• _ABOUT THIS EXERCISE_:
Transcribe the records that follow, preserving every word.
::: TASK MATERIAL
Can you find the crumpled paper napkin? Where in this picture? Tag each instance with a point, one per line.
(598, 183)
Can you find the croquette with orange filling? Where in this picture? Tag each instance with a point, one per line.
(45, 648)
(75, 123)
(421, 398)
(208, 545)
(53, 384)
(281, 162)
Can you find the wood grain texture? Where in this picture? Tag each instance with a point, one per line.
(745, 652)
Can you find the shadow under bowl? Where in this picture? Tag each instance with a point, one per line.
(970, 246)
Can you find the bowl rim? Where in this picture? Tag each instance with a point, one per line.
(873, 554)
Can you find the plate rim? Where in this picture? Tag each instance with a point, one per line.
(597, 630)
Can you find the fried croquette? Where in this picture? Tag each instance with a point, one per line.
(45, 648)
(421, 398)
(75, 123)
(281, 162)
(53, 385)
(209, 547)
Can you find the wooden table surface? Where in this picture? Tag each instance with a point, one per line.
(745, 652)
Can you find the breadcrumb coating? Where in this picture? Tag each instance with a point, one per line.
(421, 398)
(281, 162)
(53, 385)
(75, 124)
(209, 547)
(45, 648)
::::::
• _WRITTEN RESPONSE_:
Can you find the crumpled paper napkin? Where in this picture? Tag each instance with a point, one per line.
(598, 183)
Can you find the croquette with orange filling? Where in this picture? Tag each instance with a point, one per line.
(45, 648)
(75, 123)
(421, 398)
(208, 545)
(53, 384)
(281, 162)
Can you find the wood grain texture? Where in this picture? Tag each instance with a point, one per line.
(745, 652)
Can you find the shadow under bowl? Where in this picture? Tag each instance with a point, one per line.
(970, 246)
Can you find the bowl rim? Where in this picture? Tag each instance with a point, one per line.
(873, 554)
Can you find the plate rim? Where in this picture? Tag each instance with a point, one per line.
(597, 630)
Can you find the fried croquette? Where in this picture? Tag each instance with a point, one per line.
(45, 648)
(421, 398)
(75, 123)
(281, 162)
(53, 385)
(209, 547)
Can you find the wooden table surface? Where in this picture? Tag each instance with a point, one per line.
(745, 652)
Can you find the breadcrumb coating? Where in this picture? Tag each instance with a point, one per line.
(421, 398)
(281, 162)
(53, 385)
(75, 124)
(209, 547)
(45, 648)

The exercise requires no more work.